>> BEGIN
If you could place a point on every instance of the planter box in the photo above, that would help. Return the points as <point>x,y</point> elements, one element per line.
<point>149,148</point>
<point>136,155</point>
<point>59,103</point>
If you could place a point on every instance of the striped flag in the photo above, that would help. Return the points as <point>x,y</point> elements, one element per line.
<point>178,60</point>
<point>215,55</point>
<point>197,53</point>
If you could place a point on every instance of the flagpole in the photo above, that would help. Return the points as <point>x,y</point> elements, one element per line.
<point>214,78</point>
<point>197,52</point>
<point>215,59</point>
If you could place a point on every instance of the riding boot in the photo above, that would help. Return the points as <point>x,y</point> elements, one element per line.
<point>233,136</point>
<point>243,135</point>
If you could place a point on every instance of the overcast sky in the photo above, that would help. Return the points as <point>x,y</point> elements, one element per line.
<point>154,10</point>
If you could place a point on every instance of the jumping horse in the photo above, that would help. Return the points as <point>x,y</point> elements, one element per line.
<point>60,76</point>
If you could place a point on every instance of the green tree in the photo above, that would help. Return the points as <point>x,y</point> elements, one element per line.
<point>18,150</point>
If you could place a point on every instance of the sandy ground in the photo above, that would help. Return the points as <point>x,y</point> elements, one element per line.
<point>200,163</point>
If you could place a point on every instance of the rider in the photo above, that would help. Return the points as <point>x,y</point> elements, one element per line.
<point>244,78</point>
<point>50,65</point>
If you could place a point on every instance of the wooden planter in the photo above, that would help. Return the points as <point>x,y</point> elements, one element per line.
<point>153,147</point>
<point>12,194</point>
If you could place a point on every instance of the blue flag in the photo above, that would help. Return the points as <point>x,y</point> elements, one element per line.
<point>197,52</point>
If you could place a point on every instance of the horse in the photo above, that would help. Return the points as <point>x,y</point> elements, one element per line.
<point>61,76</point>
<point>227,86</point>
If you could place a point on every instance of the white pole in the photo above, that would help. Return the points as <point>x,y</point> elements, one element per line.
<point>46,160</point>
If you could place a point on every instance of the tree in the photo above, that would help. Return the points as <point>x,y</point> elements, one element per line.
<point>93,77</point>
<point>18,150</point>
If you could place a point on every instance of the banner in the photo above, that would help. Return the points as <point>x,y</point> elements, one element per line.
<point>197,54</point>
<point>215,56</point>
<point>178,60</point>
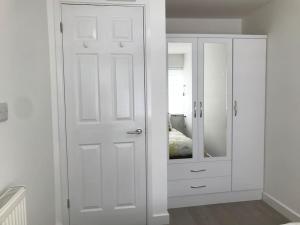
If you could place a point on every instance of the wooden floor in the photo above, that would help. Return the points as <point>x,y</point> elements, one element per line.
<point>245,213</point>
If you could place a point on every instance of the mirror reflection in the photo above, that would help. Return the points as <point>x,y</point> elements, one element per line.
<point>180,75</point>
<point>215,101</point>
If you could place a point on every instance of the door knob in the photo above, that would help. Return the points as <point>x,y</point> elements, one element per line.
<point>138,132</point>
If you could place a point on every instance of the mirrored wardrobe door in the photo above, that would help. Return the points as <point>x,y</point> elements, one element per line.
<point>182,88</point>
<point>215,94</point>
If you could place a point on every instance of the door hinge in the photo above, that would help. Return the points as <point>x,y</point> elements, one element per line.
<point>68,204</point>
<point>61,27</point>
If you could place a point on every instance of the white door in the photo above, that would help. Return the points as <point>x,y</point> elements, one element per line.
<point>105,114</point>
<point>249,113</point>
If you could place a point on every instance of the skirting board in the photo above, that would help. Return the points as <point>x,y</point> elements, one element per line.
<point>282,208</point>
<point>159,219</point>
<point>210,199</point>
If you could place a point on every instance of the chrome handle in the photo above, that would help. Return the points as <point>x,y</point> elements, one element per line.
<point>201,109</point>
<point>235,108</point>
<point>198,187</point>
<point>198,171</point>
<point>138,132</point>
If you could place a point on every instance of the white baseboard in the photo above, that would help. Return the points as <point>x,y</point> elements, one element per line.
<point>282,208</point>
<point>210,199</point>
<point>159,219</point>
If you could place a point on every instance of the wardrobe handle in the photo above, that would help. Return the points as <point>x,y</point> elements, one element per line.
<point>198,187</point>
<point>198,171</point>
<point>235,108</point>
<point>201,109</point>
<point>195,109</point>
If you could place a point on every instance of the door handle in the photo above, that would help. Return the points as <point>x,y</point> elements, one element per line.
<point>137,132</point>
<point>201,109</point>
<point>198,187</point>
<point>195,109</point>
<point>235,108</point>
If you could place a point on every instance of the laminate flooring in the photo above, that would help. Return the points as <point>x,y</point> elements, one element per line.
<point>242,213</point>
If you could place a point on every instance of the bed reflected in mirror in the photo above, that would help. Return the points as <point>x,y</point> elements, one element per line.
<point>180,76</point>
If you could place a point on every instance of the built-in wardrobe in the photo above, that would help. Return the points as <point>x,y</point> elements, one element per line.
<point>216,118</point>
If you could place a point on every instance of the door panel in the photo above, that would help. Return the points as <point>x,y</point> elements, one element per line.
<point>104,91</point>
<point>249,113</point>
<point>215,97</point>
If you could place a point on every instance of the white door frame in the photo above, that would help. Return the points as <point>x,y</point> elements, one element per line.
<point>156,115</point>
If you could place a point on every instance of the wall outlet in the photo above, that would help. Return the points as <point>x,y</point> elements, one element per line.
<point>3,112</point>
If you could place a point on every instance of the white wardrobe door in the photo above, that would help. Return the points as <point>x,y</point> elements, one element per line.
<point>249,113</point>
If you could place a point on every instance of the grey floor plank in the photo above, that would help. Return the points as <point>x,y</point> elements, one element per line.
<point>242,213</point>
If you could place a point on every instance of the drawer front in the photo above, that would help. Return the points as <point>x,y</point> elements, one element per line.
<point>199,170</point>
<point>199,186</point>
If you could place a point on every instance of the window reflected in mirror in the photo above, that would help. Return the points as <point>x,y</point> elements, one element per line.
<point>180,76</point>
<point>215,100</point>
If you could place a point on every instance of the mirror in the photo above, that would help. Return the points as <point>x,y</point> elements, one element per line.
<point>215,100</point>
<point>180,75</point>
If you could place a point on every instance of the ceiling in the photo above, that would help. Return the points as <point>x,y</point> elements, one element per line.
<point>211,8</point>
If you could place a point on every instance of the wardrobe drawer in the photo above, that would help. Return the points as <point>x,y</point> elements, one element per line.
<point>199,170</point>
<point>199,186</point>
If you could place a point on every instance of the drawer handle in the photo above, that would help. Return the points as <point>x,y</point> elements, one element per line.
<point>198,171</point>
<point>198,187</point>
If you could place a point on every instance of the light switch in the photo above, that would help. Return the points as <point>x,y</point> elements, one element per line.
<point>3,112</point>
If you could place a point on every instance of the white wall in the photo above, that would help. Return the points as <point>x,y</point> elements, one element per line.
<point>25,139</point>
<point>280,20</point>
<point>204,26</point>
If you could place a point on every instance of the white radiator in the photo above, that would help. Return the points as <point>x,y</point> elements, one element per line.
<point>13,207</point>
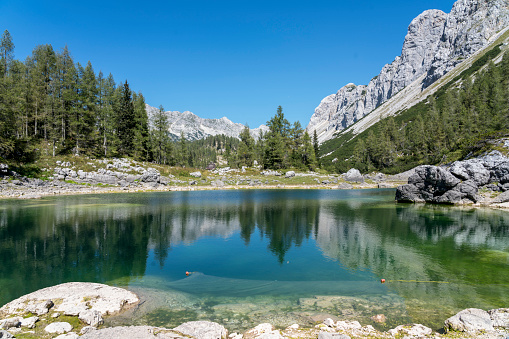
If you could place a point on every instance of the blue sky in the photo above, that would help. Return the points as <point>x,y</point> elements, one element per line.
<point>239,59</point>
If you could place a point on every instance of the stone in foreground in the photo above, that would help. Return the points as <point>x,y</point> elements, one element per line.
<point>58,327</point>
<point>470,320</point>
<point>75,297</point>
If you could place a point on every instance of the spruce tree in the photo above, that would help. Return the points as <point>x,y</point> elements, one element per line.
<point>125,121</point>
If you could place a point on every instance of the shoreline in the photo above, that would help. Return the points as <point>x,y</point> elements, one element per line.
<point>76,309</point>
<point>61,188</point>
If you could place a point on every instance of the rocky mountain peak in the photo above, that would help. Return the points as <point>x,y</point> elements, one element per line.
<point>195,128</point>
<point>434,44</point>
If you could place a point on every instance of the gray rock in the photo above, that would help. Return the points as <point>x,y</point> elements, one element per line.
<point>470,320</point>
<point>415,330</point>
<point>91,317</point>
<point>290,174</point>
<point>29,322</point>
<point>196,174</point>
<point>203,330</point>
<point>5,335</point>
<point>328,335</point>
<point>432,47</point>
<point>150,176</point>
<point>471,170</point>
<point>70,335</point>
<point>500,317</point>
<point>408,193</point>
<point>5,324</point>
<point>58,327</point>
<point>353,175</point>
<point>217,183</point>
<point>195,128</point>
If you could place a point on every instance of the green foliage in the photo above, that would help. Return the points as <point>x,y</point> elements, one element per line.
<point>52,100</point>
<point>453,123</point>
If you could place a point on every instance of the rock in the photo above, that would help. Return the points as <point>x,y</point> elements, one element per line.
<point>195,128</point>
<point>5,324</point>
<point>471,170</point>
<point>348,325</point>
<point>58,327</point>
<point>75,297</point>
<point>353,175</point>
<point>263,331</point>
<point>290,174</point>
<point>414,330</point>
<point>500,317</point>
<point>470,320</point>
<point>327,335</point>
<point>70,335</point>
<point>5,335</point>
<point>503,197</point>
<point>217,183</point>
<point>91,317</point>
<point>329,322</point>
<point>379,318</point>
<point>195,174</point>
<point>432,47</point>
<point>29,322</point>
<point>203,330</point>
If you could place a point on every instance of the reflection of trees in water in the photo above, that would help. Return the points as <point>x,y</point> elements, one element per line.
<point>80,238</point>
<point>413,242</point>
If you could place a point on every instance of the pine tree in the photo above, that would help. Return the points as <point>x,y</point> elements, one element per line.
<point>316,147</point>
<point>246,147</point>
<point>6,52</point>
<point>141,138</point>
<point>125,121</point>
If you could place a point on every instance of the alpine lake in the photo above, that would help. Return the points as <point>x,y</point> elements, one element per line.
<point>255,256</point>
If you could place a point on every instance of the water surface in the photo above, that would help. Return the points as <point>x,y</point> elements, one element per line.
<point>279,256</point>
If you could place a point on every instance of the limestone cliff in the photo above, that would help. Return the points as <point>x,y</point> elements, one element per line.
<point>434,44</point>
<point>196,128</point>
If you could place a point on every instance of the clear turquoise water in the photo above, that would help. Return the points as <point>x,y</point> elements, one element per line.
<point>257,256</point>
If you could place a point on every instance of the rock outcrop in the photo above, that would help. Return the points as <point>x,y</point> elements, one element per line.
<point>475,321</point>
<point>458,183</point>
<point>435,43</point>
<point>195,128</point>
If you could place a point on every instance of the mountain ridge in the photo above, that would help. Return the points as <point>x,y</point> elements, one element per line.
<point>436,42</point>
<point>195,128</point>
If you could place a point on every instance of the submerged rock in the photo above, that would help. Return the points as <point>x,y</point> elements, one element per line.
<point>75,297</point>
<point>470,320</point>
<point>203,330</point>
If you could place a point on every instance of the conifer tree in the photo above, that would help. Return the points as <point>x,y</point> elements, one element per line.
<point>125,121</point>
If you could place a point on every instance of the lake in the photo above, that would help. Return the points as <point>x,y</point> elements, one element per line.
<point>254,256</point>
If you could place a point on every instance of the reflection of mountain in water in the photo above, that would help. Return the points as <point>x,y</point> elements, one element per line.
<point>109,237</point>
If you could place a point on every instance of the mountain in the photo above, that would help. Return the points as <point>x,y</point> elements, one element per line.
<point>196,128</point>
<point>435,44</point>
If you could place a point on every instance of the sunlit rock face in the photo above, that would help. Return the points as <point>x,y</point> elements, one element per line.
<point>195,128</point>
<point>434,44</point>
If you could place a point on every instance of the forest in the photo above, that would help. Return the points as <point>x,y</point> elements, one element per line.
<point>463,118</point>
<point>53,105</point>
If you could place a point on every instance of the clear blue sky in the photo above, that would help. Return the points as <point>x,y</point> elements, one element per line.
<point>239,59</point>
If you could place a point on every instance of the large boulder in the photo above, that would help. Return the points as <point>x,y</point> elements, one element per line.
<point>353,175</point>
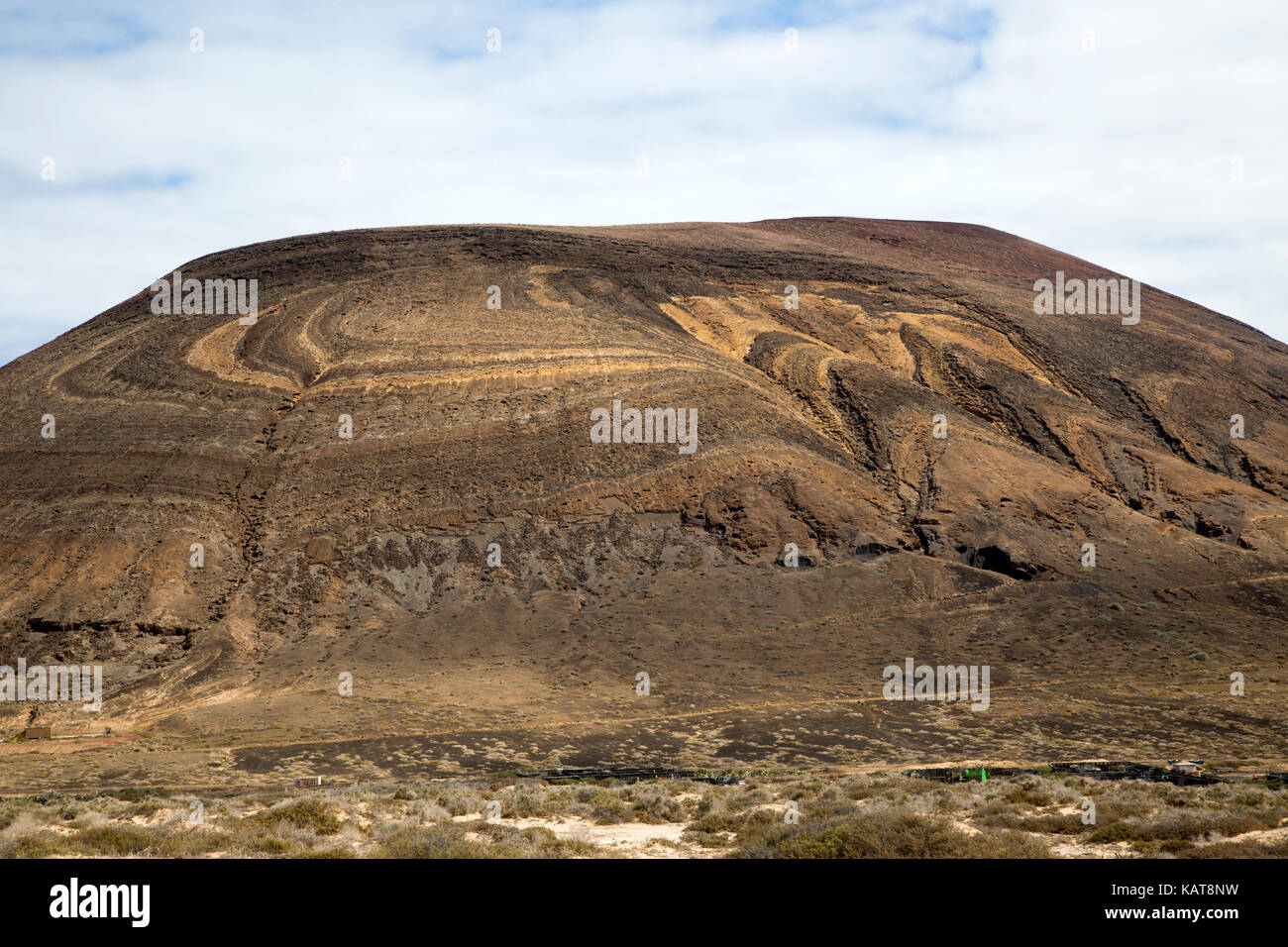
>> END
• Work to complete: Edit the stretch from "the door panel" through "<point>215,97</point>" so that "door panel" becomes "cabinet door", keeping every other character the same, and give back only those lines.

• Result of this task:
If you could place a point on every instance of the cabinet door in the photo above, that would help. Return the points as <point>x,y</point> elements, one element per line.
<point>104,91</point>
<point>249,113</point>
<point>215,97</point>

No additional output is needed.